═══ Data to use ═══

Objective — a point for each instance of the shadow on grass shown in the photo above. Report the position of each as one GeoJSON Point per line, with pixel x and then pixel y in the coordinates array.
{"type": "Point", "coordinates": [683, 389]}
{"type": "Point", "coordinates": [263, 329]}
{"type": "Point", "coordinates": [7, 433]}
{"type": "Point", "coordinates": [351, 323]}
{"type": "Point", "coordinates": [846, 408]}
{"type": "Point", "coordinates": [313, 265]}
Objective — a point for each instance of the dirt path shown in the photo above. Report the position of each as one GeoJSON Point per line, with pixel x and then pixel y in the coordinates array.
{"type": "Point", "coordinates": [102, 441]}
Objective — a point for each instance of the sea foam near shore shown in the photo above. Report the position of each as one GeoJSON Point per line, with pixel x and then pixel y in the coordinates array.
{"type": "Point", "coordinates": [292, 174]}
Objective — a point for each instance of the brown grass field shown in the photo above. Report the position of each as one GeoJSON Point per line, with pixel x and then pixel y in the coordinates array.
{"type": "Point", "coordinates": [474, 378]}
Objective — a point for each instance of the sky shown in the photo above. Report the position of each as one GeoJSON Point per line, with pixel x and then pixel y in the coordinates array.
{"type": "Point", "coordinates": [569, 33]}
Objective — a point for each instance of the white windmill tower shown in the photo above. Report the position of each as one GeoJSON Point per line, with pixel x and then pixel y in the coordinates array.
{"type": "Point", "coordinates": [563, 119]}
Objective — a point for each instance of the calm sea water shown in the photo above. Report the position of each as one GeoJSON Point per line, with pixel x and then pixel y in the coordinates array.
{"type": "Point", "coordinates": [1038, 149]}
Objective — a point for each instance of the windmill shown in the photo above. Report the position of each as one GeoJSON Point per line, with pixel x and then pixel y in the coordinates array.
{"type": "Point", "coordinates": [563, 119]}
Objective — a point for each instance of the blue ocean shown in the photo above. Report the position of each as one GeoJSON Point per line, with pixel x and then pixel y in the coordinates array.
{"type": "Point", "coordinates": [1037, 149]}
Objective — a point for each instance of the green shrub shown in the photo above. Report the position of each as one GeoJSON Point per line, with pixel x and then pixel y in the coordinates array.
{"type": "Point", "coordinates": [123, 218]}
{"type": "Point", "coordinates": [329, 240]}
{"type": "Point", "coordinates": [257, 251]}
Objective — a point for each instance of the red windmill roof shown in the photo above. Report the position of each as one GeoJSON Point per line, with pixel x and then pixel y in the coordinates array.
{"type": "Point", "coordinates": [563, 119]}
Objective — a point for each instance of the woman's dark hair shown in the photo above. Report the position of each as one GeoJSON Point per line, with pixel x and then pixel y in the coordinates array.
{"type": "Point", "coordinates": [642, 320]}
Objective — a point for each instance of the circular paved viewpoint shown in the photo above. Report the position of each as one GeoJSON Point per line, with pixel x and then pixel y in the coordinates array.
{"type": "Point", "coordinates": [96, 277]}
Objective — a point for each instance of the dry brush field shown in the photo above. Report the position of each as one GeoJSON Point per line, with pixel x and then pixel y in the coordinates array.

═══

• **Aim of the task**: Write out the lines above from the one containing "Objective — a point for each instance of the woman's" through the last, exactly as they are.

• **Final result**:
Objective — a point for each instance of the woman's dark hair shown in the photo above. Report the position of each as one GeoJSON Point per line, with pixel x and then pixel y in the coordinates array.
{"type": "Point", "coordinates": [642, 320]}
Objective — a point for each instance of the circular paved viewpoint shown in the photo above. Report the position of each as one GeoJSON Point per line, with pixel x and then pixel y in the coordinates array.
{"type": "Point", "coordinates": [96, 277]}
Objective — a point for each instance of the dry brush field shown in the photo above. Report the position of each as one GeoJSON Point per line, with pixel x and then pixel y in the coordinates array.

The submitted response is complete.